(Records from a point labeling set)
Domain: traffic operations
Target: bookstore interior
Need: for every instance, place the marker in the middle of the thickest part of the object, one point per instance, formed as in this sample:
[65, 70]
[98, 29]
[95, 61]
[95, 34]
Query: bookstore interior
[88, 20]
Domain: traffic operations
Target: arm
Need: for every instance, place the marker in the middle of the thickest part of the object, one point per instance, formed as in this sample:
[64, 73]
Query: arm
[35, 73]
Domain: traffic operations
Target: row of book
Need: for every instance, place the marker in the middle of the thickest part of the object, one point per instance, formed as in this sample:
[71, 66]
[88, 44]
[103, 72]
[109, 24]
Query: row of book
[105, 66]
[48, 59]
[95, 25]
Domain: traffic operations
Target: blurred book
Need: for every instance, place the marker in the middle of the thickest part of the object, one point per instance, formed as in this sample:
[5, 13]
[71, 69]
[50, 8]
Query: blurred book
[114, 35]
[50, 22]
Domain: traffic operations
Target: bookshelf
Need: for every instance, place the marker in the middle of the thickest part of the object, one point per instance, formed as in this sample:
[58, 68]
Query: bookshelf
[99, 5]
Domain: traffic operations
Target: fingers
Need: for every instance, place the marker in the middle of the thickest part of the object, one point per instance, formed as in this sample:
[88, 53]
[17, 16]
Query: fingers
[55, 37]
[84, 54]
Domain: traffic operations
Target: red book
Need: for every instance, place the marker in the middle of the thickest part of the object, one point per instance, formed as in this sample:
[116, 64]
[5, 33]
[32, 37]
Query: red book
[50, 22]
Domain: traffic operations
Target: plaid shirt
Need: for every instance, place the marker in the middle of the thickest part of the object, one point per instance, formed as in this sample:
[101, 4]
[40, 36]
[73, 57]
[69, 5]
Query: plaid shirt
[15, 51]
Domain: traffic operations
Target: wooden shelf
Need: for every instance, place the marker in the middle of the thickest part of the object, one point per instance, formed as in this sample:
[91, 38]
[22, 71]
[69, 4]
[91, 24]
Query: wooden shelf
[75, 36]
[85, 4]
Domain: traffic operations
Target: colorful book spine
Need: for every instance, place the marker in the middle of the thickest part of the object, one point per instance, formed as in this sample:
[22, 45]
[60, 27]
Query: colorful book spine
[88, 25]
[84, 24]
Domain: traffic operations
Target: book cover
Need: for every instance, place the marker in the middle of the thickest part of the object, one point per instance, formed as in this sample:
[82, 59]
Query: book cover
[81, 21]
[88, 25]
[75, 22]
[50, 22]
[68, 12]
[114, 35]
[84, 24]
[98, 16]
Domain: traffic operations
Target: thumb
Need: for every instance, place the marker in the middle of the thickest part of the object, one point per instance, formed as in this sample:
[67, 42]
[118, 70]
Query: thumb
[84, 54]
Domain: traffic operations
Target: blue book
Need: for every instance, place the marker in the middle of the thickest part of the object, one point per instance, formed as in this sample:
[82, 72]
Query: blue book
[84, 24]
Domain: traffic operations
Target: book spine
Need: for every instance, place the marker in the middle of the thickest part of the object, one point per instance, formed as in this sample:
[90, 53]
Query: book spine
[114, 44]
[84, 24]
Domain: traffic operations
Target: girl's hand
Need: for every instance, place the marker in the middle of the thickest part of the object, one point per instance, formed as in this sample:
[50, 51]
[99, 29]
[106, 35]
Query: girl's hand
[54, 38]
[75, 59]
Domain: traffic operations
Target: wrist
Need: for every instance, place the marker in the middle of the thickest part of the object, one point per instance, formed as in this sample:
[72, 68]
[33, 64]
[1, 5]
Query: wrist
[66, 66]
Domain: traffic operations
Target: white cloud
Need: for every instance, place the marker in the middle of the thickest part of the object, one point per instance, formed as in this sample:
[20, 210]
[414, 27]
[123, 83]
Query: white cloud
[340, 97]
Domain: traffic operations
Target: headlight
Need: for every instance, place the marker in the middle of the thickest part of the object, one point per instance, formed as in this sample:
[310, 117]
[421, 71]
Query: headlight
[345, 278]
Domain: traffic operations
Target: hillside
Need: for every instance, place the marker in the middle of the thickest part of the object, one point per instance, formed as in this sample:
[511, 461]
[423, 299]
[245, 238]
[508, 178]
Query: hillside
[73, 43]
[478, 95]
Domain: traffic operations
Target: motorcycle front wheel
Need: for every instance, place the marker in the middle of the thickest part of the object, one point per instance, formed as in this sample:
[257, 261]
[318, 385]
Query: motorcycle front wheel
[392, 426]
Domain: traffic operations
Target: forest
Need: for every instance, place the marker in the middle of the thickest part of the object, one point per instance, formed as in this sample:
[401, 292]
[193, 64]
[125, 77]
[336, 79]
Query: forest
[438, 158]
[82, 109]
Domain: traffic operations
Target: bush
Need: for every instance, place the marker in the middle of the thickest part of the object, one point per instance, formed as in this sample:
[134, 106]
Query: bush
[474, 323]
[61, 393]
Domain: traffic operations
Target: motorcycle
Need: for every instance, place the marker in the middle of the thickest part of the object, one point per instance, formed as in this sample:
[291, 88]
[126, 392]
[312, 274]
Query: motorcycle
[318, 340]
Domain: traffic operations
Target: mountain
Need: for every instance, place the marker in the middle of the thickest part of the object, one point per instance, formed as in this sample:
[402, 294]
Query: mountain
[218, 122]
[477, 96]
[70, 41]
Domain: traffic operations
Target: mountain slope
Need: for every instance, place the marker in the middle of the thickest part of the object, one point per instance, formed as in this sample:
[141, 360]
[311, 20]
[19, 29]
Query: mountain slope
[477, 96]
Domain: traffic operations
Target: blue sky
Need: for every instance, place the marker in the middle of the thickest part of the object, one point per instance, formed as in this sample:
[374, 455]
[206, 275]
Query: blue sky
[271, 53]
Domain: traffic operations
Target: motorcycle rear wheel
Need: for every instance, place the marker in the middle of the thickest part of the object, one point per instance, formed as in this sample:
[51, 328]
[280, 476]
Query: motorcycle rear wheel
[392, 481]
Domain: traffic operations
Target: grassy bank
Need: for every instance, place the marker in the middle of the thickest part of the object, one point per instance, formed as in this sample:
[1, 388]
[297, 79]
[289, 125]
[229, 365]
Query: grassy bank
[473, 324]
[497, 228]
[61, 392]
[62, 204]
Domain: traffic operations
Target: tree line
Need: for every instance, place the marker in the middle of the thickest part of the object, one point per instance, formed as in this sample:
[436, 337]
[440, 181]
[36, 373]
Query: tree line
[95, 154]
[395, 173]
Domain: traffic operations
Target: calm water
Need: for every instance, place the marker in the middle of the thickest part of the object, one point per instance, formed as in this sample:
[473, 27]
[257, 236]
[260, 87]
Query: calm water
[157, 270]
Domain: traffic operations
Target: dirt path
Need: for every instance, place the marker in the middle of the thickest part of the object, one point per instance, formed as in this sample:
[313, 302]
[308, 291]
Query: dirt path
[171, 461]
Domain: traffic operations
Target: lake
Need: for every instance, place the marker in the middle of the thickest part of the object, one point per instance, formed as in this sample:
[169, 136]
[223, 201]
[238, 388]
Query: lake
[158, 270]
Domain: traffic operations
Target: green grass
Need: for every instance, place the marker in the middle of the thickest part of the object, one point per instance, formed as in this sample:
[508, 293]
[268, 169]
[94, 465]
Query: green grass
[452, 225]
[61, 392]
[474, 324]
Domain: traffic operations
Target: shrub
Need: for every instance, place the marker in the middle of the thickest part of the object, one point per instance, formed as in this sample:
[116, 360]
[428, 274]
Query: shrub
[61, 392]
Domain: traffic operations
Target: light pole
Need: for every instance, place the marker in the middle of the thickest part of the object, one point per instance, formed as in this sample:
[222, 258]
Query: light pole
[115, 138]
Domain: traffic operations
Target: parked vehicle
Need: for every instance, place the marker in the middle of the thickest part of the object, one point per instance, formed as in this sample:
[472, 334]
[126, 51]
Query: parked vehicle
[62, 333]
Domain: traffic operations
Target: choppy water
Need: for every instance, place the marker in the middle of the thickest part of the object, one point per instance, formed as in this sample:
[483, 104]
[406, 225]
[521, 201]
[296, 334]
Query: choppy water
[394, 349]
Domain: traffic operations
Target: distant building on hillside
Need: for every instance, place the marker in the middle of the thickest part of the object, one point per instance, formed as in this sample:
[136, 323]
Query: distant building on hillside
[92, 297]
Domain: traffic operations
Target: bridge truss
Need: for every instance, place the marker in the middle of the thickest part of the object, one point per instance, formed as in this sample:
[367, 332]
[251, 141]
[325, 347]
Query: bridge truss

**Short exercise:** Find every line in the listing above that contains the word "green", and copy each of those lines.

**Exercise response:**
Target: green grass
Query: green grass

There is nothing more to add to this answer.